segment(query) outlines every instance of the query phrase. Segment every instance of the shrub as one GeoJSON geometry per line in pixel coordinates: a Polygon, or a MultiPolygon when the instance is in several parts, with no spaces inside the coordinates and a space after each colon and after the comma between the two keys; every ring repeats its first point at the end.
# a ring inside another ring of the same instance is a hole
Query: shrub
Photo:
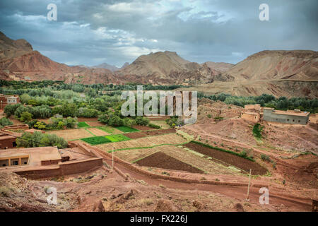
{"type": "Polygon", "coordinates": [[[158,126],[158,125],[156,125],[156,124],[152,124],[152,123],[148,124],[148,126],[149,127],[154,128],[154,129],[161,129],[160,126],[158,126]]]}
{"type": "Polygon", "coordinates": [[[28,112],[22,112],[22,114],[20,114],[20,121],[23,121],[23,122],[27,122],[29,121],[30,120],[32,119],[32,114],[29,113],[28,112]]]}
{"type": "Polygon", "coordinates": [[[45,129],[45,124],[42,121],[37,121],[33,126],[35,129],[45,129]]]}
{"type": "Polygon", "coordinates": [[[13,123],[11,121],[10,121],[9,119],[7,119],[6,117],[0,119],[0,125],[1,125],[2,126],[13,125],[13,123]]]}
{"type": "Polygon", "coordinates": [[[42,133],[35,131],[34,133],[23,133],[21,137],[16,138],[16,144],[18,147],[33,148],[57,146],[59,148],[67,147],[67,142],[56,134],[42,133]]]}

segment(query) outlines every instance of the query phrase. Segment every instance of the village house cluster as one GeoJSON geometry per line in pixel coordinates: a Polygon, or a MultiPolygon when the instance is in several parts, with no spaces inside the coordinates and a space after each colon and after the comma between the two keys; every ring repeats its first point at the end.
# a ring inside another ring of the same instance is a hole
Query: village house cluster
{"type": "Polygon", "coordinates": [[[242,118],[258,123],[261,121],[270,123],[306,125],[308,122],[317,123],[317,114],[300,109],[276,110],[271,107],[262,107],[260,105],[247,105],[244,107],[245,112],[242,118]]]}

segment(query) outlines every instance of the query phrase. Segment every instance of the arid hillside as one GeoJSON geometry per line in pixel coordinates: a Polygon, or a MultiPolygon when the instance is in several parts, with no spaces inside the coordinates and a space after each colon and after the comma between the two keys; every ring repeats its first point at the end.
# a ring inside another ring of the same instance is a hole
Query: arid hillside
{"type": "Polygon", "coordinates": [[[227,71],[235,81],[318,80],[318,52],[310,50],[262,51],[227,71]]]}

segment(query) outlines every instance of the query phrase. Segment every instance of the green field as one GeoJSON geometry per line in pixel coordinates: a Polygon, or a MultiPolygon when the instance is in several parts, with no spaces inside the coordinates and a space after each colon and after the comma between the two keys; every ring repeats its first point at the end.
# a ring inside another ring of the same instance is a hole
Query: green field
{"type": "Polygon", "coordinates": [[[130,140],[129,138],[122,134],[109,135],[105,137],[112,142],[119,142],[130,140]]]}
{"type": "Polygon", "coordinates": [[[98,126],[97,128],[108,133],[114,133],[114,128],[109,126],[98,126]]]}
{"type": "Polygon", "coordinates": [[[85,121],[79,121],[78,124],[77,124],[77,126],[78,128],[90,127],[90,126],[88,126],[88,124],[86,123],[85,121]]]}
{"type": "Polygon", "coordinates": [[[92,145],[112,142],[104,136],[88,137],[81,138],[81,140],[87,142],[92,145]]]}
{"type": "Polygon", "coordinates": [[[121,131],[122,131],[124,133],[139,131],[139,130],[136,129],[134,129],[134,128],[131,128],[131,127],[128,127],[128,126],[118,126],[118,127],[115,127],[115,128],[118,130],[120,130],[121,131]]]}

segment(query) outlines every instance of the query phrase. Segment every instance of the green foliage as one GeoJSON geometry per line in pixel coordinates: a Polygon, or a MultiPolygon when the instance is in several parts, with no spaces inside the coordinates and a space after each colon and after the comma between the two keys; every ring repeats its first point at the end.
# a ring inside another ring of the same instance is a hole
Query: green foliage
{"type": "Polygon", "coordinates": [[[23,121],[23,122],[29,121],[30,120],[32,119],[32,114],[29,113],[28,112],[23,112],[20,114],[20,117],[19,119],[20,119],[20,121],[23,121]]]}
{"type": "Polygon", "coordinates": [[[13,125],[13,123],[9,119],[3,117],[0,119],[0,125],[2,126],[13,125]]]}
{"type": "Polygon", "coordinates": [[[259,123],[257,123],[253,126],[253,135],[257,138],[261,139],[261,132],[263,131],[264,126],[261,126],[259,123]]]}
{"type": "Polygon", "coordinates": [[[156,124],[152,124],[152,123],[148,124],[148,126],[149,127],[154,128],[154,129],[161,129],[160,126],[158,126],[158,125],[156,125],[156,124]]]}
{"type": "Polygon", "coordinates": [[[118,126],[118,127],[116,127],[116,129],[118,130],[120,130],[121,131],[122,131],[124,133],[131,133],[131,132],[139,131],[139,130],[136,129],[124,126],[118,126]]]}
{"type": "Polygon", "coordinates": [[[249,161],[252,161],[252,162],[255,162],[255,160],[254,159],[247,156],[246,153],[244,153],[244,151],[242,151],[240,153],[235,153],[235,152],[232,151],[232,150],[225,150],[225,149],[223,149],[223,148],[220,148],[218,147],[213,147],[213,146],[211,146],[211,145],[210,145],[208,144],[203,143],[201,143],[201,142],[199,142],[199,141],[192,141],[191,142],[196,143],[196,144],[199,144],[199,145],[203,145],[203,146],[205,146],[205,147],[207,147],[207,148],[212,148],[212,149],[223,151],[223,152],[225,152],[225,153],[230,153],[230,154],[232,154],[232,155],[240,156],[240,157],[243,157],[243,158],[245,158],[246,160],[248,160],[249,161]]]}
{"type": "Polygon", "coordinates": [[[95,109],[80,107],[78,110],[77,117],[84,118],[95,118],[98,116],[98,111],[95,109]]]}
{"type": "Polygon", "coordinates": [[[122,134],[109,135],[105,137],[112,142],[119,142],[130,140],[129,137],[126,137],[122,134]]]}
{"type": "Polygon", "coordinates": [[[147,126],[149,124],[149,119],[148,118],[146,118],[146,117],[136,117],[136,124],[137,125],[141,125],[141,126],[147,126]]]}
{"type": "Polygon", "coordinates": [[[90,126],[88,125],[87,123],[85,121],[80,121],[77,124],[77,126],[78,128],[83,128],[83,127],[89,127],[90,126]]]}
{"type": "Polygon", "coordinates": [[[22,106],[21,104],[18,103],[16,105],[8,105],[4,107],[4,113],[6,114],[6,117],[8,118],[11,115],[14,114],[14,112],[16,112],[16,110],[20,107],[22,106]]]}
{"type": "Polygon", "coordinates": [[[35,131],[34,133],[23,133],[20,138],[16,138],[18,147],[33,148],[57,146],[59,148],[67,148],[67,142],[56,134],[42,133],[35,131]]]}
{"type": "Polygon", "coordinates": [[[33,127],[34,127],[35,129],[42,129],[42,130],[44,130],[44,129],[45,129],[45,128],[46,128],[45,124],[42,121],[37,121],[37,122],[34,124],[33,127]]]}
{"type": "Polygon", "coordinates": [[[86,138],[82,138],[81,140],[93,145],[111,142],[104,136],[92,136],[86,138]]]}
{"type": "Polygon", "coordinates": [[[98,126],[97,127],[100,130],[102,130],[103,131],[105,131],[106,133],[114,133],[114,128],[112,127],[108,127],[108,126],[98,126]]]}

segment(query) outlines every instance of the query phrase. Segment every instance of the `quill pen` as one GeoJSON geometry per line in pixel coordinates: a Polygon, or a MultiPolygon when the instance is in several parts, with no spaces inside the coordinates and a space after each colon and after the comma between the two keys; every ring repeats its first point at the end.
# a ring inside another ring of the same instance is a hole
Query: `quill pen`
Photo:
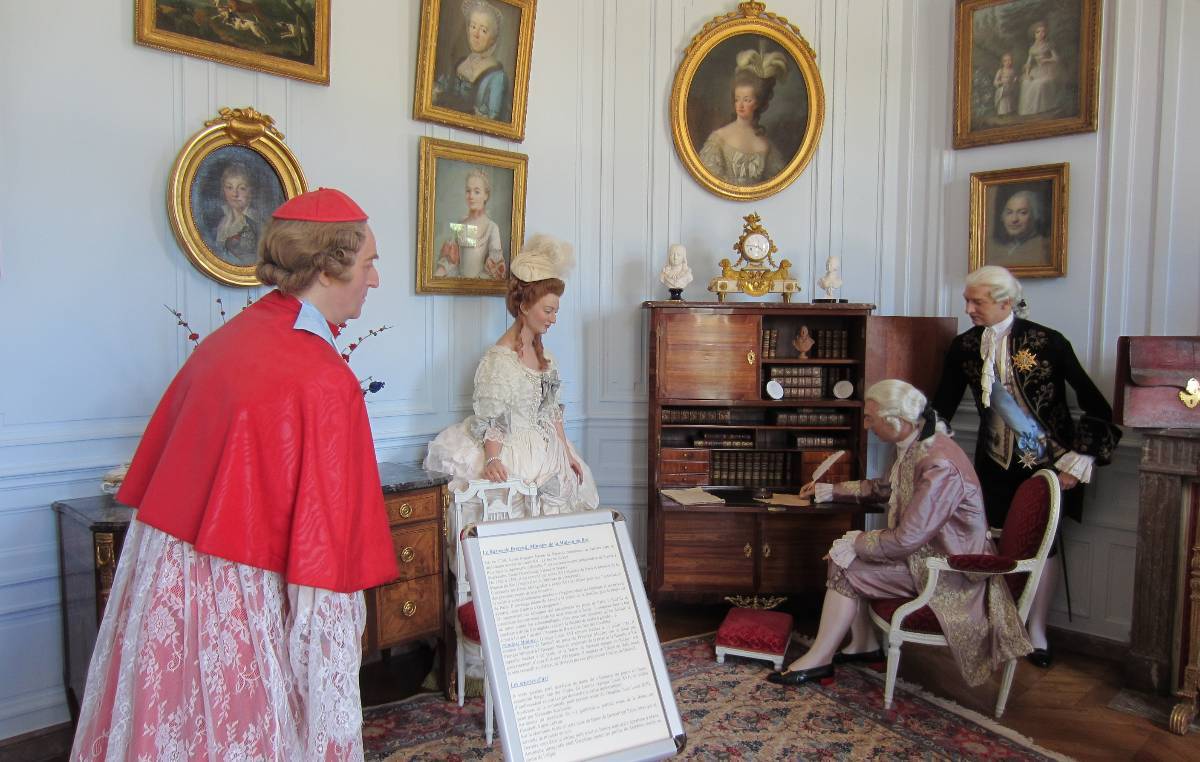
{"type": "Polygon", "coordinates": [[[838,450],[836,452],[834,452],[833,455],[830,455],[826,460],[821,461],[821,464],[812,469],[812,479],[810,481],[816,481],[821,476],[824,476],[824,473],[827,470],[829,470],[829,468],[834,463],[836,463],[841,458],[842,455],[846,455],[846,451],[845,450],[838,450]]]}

**Task requirements:** Filter the records above and copy out every line that contains the string "cluster".

**Answer to the exercise:**
segment(query) outlines every instance of the query phrase. Segment every instance of the village house cluster as one GeoJSON geometry per line in pixel coordinates: a Polygon, or a MultiPolygon when the instance is in several parts, with no spaces inside the coordinates and a space after each colon and after the comma between the two keys; every ring repeats its first point at the end.
Query: village house cluster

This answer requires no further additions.